- [Objective] Update the lines starting with the one that contains "on log, dropping a point on every instance." and going on through the end of the records, replacing "tree bark" with "birch bark" and leaving everything else unchanged.

- [Data records]
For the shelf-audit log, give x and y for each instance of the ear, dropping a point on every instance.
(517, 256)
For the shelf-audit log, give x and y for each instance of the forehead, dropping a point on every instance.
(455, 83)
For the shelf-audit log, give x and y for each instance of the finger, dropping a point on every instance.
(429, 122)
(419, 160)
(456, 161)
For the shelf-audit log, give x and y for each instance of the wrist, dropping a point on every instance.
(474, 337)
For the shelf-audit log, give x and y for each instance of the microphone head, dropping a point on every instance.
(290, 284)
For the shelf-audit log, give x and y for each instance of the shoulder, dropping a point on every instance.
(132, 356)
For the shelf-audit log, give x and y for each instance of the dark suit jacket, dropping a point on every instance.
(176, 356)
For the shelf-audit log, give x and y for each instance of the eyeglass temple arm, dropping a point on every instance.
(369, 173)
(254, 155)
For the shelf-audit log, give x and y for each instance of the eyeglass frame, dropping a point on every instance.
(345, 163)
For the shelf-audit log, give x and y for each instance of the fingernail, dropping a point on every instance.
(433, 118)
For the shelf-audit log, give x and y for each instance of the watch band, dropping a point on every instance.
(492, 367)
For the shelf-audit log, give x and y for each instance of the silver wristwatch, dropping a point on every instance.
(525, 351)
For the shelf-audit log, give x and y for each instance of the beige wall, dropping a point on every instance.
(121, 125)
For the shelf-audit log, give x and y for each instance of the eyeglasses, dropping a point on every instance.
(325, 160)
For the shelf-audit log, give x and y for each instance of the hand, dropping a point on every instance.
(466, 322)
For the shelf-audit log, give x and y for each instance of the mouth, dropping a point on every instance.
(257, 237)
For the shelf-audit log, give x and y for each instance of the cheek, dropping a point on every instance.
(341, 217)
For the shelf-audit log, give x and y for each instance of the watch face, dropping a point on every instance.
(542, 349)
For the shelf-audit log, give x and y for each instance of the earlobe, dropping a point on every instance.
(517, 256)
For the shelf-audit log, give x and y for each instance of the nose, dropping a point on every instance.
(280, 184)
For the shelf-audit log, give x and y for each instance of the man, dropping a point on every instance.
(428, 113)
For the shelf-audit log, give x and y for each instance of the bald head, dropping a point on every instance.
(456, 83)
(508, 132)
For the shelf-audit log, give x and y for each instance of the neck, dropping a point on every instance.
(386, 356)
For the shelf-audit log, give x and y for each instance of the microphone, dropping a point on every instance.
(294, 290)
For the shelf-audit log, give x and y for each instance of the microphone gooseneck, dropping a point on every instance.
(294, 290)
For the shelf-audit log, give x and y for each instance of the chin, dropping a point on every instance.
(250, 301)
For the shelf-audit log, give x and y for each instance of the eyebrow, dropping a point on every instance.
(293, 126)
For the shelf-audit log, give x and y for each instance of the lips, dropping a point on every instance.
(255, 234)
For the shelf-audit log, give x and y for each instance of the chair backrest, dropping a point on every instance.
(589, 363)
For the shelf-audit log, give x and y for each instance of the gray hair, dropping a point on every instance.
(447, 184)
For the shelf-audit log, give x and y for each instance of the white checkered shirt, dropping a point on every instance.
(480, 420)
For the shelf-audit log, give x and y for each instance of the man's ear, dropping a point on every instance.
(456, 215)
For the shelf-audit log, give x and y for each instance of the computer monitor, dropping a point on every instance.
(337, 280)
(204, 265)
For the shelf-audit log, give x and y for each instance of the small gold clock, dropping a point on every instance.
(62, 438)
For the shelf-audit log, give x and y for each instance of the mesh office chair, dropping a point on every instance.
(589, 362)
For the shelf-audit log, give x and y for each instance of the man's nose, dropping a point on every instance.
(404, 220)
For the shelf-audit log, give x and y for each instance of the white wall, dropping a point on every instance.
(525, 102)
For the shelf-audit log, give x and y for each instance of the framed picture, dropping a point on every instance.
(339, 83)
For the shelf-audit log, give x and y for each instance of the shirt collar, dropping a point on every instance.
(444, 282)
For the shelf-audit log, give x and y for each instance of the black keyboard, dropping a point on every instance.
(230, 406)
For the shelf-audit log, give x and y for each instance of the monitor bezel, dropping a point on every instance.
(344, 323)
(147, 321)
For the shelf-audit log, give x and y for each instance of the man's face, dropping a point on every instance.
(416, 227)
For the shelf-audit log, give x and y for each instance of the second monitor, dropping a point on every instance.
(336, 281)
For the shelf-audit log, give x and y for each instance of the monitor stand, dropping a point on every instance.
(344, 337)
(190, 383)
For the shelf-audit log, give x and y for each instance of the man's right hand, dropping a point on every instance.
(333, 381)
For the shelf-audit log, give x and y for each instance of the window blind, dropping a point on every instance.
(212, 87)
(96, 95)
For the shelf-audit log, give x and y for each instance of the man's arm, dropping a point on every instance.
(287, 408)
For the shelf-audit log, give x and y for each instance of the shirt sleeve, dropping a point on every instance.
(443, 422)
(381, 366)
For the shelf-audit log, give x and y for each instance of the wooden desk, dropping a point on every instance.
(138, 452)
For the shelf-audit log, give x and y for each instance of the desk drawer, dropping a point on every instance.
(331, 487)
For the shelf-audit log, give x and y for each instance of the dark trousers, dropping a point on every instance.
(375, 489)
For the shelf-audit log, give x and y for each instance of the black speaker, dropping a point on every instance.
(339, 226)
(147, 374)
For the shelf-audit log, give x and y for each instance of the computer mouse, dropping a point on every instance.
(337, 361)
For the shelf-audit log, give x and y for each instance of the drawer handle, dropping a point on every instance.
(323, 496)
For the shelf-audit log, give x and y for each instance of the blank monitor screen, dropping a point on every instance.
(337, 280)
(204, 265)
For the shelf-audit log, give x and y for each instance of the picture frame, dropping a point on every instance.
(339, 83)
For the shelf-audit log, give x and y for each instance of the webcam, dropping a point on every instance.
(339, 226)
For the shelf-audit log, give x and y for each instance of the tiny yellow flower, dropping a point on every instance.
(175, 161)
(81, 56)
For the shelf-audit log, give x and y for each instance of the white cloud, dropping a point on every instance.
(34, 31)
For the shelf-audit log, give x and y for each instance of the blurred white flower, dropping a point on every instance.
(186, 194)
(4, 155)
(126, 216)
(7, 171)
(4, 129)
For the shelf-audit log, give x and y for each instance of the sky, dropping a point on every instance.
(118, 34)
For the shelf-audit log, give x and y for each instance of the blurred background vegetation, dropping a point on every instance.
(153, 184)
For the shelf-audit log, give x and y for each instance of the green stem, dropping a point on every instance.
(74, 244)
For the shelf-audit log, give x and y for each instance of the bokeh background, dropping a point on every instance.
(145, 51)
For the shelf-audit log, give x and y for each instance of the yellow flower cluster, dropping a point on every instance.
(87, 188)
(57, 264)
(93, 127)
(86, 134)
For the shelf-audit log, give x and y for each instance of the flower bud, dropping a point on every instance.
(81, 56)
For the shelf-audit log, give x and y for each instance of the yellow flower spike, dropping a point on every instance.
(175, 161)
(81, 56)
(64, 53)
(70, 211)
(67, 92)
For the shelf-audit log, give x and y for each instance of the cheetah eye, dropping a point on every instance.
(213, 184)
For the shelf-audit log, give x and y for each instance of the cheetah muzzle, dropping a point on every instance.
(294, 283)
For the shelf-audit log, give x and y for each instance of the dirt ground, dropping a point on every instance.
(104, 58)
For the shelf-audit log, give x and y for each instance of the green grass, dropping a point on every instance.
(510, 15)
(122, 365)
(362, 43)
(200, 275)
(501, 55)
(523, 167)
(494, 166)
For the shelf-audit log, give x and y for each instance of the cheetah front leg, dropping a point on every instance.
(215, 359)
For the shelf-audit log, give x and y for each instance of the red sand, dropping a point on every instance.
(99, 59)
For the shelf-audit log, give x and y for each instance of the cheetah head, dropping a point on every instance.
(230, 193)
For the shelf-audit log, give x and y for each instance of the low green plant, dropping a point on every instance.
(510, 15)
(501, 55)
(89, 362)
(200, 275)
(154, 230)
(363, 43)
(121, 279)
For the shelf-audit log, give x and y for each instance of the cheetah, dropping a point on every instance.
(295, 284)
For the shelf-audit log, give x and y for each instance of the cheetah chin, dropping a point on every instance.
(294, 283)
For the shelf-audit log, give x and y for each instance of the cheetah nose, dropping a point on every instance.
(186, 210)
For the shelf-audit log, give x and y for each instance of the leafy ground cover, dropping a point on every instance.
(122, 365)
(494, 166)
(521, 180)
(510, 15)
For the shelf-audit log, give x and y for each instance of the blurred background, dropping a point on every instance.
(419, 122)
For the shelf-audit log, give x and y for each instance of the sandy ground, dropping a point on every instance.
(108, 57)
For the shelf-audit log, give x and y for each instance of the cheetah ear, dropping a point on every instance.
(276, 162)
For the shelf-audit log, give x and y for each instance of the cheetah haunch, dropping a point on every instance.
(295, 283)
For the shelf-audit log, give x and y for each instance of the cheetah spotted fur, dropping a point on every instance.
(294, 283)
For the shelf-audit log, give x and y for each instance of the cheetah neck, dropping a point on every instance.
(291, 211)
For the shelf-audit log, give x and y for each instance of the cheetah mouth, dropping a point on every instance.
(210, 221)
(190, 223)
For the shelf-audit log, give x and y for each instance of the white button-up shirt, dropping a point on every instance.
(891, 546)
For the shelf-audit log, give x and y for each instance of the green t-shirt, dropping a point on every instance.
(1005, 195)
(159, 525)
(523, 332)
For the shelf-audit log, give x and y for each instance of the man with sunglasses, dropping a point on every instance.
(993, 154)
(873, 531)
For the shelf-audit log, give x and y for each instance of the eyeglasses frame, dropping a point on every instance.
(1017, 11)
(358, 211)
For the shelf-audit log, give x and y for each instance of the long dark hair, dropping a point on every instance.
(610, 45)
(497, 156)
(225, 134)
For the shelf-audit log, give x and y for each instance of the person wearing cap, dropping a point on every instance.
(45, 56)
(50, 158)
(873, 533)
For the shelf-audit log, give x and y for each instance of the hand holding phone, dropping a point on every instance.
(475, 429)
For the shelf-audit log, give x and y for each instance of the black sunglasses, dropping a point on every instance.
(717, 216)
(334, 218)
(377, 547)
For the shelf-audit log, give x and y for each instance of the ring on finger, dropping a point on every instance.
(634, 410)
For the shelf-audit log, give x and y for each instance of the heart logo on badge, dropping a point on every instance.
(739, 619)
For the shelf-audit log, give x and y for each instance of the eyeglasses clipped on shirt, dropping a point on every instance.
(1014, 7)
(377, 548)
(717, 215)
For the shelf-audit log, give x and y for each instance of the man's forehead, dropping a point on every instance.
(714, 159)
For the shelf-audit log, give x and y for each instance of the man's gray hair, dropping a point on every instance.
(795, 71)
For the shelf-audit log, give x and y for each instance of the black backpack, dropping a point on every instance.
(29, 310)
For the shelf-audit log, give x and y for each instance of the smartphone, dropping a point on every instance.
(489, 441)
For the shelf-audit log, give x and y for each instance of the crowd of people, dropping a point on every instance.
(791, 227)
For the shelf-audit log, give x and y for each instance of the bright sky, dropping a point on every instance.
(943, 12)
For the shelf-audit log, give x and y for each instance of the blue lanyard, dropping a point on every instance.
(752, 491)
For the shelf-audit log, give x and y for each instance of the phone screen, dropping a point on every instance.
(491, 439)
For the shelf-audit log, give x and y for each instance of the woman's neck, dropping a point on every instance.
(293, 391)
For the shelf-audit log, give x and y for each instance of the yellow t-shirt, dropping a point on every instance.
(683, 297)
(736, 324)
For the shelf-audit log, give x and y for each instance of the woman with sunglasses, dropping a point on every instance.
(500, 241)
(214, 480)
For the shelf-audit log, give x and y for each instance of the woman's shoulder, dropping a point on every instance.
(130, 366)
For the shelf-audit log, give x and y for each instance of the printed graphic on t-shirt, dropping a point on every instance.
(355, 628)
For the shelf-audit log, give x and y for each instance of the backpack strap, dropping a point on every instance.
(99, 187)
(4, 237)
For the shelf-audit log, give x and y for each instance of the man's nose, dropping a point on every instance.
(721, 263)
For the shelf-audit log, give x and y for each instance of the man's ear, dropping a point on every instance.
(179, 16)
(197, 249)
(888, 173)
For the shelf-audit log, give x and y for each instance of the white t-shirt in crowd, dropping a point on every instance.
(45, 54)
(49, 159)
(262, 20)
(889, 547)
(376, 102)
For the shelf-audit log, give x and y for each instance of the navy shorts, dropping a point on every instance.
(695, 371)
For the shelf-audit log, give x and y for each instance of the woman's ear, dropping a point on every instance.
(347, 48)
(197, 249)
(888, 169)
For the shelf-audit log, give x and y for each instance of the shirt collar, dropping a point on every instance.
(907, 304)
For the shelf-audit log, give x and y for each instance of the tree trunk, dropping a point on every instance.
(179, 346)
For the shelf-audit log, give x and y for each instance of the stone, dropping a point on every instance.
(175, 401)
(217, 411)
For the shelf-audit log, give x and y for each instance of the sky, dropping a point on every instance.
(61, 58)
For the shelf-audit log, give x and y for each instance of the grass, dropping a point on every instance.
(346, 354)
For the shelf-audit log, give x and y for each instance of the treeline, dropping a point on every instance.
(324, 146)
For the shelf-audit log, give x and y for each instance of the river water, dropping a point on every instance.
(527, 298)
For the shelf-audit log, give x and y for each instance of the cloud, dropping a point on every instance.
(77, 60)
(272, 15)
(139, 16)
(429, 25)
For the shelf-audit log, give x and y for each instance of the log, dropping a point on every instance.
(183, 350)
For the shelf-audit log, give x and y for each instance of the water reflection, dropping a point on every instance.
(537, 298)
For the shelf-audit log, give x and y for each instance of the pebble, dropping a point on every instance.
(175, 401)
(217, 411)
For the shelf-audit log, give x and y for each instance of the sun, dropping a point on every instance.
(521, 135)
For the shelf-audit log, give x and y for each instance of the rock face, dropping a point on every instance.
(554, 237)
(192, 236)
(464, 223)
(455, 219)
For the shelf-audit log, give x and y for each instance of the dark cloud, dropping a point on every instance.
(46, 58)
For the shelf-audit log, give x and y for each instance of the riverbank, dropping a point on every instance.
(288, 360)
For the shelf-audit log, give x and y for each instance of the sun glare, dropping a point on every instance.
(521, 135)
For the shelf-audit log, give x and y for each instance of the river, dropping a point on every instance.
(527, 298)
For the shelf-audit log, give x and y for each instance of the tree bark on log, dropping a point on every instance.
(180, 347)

- [Solution below]
For the shelf-audit log, give x and y for each instance of the birch bark on log, dropping a point on every instance.
(180, 347)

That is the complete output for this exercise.